→ **Problem to solve**
Please print the records below word for word.

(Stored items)
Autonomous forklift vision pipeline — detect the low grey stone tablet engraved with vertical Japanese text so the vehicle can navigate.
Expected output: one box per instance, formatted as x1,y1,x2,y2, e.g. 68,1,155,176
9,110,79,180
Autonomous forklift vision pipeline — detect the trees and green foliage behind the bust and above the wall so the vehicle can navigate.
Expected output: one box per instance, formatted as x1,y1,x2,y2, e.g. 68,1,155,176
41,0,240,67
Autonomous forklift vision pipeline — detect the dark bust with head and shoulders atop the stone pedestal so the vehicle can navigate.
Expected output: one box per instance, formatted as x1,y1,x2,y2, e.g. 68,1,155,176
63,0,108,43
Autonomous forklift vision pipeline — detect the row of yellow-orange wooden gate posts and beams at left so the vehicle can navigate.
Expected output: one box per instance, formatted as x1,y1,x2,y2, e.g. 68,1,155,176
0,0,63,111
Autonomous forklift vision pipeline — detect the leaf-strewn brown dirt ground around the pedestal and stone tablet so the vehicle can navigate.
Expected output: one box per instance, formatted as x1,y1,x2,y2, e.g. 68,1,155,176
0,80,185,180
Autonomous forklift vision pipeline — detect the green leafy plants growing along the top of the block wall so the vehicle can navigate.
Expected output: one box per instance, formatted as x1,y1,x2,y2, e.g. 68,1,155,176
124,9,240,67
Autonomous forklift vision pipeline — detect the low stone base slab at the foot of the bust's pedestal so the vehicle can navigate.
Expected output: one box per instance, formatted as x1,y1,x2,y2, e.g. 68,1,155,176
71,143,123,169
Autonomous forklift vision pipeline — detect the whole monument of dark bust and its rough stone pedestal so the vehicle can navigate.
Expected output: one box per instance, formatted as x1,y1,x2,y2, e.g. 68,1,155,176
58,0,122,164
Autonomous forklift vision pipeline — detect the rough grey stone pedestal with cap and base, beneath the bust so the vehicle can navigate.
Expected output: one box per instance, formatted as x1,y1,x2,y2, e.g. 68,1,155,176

→ **Exercise output**
Autonomous forklift vision pipeline — detect the low grey stone tablet engraved with vertical Japanese text so the vehicle can navigate.
Expected output: one box per instance, formatted as x1,y1,x2,y2, e.g. 68,1,155,176
9,110,79,180
Autonomous forklift vision pipeline — detect the trees and green foliage behind the bust and above the wall so the vehicle can navigate.
Expected output: one box per instance, formatted as x1,y1,x2,y2, e.g. 68,1,155,176
41,0,240,67
Autonomous forklift vision pipeline — detect the dark bust with head and shoulders atop the stone pedestal so the vehicle can navigate.
Expected output: one box per instance, formatted as x1,y1,x2,y2, e.g. 68,1,155,176
63,0,108,43
Autonomous forklift vision pipeline — detect the row of yellow-orange wooden gate posts and beams at left so the vehicle can navigate.
Expected output: one box per instance, formatted as x1,y1,x2,y2, e.g. 68,1,155,176
0,0,63,111
Autonomous forklift vision pipeline — detect the leaf-strewn brown dirt ground around the pedestal and stone tablet so the vehicle can navigate.
Expected output: one box per instance, formatted as x1,y1,x2,y2, e.g. 68,1,155,176
0,80,185,180
Autonomous forklift vision pipeline — detect the green leafy plants growing along the top of the block wall so the vehicle can navigate.
Expected output: one box per instance, formatted as x1,y1,x2,y2, e.g. 68,1,155,176
124,9,240,67
Autonomous forklift vision pipeline — detect the low stone base slab at the foot of the bust's pedestal so the vehicle can navigate.
Expected output: one box per instance, formatted as x1,y1,x2,y2, e.g. 68,1,155,176
71,143,123,169
Autonomous forklift vision pipeline — detect the whole monument of dark bust and its rough stone pedestal so the vehicle can navigate.
Expected output: one box per instance, formatted as x1,y1,x2,y2, e.g. 68,1,155,176
58,0,122,164
Autonomous forklift vision pipeline — detect the rough grey stone pedestal with cap and base, beneath the bust so the vehicle can navigate.
Expected output: one box per instance, formatted as x1,y1,x2,y2, e.g. 68,1,155,176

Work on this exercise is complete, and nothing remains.